= WORK TO DO =
1 - According to the legal excerpt, why did HMMA terminate Howard?
2 - How many lines in the entries contain the word "gray"? Reply with the number only.

= EXCERPTED TEXT =
┌──

In summary, then, Todd's and Arnold's relevant conduct amounts to ignoring Howard, giving him menacing looks, huddling to speak with Denham following the incident to fabricate a favorable version of the events, and otherwise failing to stop Denham's harassment of Howard. In contrast, HMMA terminated Howard for threatening a coworker and throwing a tool in his direction while working under an active Letter of Conditional Employment. This is markedly dissimilar to Todd's and Arnold's alleged conduct and history, and their disparate roles and responsibilities only buttress this conclusion. Accordingly, Howard has failed to establish that Todd and Arnold are proper comparators.

b. Joshua Denham

HMMA contends that Denham is not similarly situated because the two employees had different disciplinary histories and conduct during the incident. Doc. 52 at 15-16. Additionally, HMMA claims that even if the two are similarly situated, they were ultimately treated the same because both were terminated as a result of their misconduct while subject to a Letter of Conditional Employment. Doc. 52 at 16.

└──

[Location annotation dataset excerpts]
┌──

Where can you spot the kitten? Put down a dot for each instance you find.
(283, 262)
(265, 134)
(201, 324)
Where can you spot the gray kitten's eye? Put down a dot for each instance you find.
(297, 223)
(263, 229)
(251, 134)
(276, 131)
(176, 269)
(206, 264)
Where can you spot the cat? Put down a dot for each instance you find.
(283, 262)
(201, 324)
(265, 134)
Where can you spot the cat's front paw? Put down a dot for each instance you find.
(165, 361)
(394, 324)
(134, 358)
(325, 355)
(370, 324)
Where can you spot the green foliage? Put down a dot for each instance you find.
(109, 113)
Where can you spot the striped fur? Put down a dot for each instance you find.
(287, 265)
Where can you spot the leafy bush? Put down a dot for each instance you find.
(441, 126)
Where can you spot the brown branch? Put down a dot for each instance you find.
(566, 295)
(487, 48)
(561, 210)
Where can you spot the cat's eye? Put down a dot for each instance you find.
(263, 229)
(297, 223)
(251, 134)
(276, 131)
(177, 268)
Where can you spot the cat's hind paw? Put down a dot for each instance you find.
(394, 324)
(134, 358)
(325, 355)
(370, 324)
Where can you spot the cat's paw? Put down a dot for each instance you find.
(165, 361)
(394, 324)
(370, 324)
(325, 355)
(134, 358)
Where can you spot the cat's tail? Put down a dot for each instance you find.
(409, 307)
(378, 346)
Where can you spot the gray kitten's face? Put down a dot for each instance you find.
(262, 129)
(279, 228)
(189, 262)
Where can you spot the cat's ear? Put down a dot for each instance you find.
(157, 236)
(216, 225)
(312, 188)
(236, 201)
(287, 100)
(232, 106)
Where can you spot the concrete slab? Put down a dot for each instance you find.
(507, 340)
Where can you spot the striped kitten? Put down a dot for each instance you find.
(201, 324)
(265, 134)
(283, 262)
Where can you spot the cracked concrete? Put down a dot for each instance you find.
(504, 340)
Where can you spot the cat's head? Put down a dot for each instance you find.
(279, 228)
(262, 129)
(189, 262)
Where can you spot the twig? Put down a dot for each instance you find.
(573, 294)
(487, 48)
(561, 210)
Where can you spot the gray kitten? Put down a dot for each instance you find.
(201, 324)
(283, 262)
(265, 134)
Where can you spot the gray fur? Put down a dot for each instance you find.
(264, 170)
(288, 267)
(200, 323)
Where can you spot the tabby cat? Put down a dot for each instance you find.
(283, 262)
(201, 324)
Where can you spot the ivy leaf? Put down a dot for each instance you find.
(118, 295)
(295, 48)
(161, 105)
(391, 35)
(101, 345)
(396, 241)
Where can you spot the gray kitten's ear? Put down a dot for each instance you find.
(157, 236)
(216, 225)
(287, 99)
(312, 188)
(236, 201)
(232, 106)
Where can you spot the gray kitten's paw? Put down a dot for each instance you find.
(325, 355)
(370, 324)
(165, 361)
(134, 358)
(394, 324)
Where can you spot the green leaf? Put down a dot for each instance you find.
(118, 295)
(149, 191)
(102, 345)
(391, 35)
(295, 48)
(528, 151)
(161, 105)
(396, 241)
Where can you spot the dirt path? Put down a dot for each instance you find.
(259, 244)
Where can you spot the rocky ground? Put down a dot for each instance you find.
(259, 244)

└──

= TASK-BY-TASK SOLUTIONS =
1 - HMMA terminated Howard for threatening a coworker and throwing a tool in his direction while he was working under an active Letter of Conditional Employment.

2 - 6